PROVIDED MATERIAL -
_____

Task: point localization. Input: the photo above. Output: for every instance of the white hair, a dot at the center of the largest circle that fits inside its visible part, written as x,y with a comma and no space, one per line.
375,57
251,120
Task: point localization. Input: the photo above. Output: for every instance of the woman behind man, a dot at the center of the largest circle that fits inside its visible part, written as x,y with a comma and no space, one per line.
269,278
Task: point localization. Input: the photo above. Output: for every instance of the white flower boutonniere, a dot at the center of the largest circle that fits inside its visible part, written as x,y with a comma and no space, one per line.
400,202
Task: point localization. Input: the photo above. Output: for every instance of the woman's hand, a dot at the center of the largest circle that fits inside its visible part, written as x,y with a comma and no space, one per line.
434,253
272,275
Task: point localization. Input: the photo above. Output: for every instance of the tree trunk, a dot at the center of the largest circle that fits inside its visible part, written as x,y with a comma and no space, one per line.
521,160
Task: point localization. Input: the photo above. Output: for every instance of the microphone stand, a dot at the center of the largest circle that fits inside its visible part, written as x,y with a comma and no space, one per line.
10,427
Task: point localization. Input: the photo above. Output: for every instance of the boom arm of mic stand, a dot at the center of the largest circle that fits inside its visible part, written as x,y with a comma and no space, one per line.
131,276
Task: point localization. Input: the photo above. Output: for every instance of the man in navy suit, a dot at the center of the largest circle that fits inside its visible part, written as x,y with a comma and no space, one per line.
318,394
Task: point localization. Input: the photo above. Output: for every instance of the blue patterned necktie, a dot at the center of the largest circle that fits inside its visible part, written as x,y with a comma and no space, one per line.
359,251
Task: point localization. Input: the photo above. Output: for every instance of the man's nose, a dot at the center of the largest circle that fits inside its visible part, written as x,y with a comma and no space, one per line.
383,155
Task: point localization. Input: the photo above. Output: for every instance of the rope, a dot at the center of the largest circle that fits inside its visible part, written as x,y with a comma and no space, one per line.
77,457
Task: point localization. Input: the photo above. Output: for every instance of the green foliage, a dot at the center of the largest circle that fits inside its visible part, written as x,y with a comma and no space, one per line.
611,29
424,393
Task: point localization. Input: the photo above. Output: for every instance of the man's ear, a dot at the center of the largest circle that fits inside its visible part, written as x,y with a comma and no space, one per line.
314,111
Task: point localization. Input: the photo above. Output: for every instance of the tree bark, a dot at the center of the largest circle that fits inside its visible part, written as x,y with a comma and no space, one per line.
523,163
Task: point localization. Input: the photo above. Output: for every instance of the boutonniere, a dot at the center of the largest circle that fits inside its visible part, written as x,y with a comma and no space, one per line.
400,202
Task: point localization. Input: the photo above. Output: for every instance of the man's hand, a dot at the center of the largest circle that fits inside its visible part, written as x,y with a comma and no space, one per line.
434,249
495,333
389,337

_____

WHAT YOU HAVE TO DO -
All of the material above should be transcribed exactly, with no line omitted.

TASK SOLUTION -
Task: point localization. Input: the photo above. Output: for every instance of the white hair, a dot at the center of the largest circle that fits inside its visible part, written as x,y with a comma and no space, one per line.
375,57
251,120
Task: point localization. Input: the photo above. Output: for every instance of the woman behind man, a dot at the center of the largest circle that fits inside its visible part, written as x,y with a comma and no space, one per line.
269,278
Task: point localization. Input: the photo above. Output: for every instance of the white flower boutonniere, a dot at the center of the largest circle that fits inside its visible part, written as x,y with a comma and no space, one per line.
400,202
Task: point localization. Input: the photo above. Output: for every instance of the woman's hand, a dot at the center of the largest circle that fits inside its visible part, written as x,y with a comma and no space, one per line.
434,253
272,275
Task: point localization. Input: the photo above. Output: for every instance of the tree trunk, a dot at the center of the largest circle that fits inside its visible part, written as x,y with a comma and no space, one per line.
521,160
Task: point localization. Input: the photo above. Output: for every instance of the microphone stand, a dot at the center of the largest circle that fits inside its visible part, written as x,y with a comma and no space, one per line.
10,427
Task: point localization. Input: the photo above. Output: for every instance of the boom arm of mic stand, a dot at the center of the largest circle that fits inside its visible part, written as x,y with a comma and no space, one per line.
131,276
Task: point localization. Input: the photo above. Output: for every instance of the man in navy suit, a dot at the center of the largest circle that fits inside its visible part, written as x,y with a comma and no space, one per line.
318,394
Task: point localization. Input: the photo above. Output: for every instance of the blue patterned necktie, a dot at the center of the largest circle that fits inside its visible part, written as x,y with a comma and no space, one per line.
359,251
Task: point localization. Input: the photo above. Output: for every instance of the man's nose, a dot at the center of the largest circle that fits inside its visible part, written as x,y with a comma and no space, one per line.
383,155
Task: point localization. Input: the photo above. Output: for every instance of the rope, a dot at the center of the largest circle that fits inside its visible part, written as x,y with a comma and no space, one per line.
77,457
Task: point localization. Input: the photo above. Output: for every instance of the green foliage, a dot at the center of the largest circle that fits inside its visible part, written as x,y with a comma and no space, one per line.
611,29
424,393
Task: point localization. Input: the photo above. Output: for every instance of the man's ear, a dot at the center of the largest circle that fits inside its visible part, written as x,y with a comma and no space, one per line.
314,111
Task: point localization. Input: the photo above. Output: for every instance of the tree bark, a dot at the center of the largest circle that fits inside its visible part, written as x,y with a comma and no space, one per line.
523,163
Task: point localization. Input: the photo above. Output: for every instance of the boutonniere, a dot at the center of the largest circle that fits inside its visible part, written as x,y with a comma and no space, one per line.
400,202
Task: point localization. Input: the photo above. Output: for every instance of the man's hand, a dot at the center of the largest circle that fits inside its visible part, written as x,y with a comma and no space, one per line.
434,249
495,333
389,337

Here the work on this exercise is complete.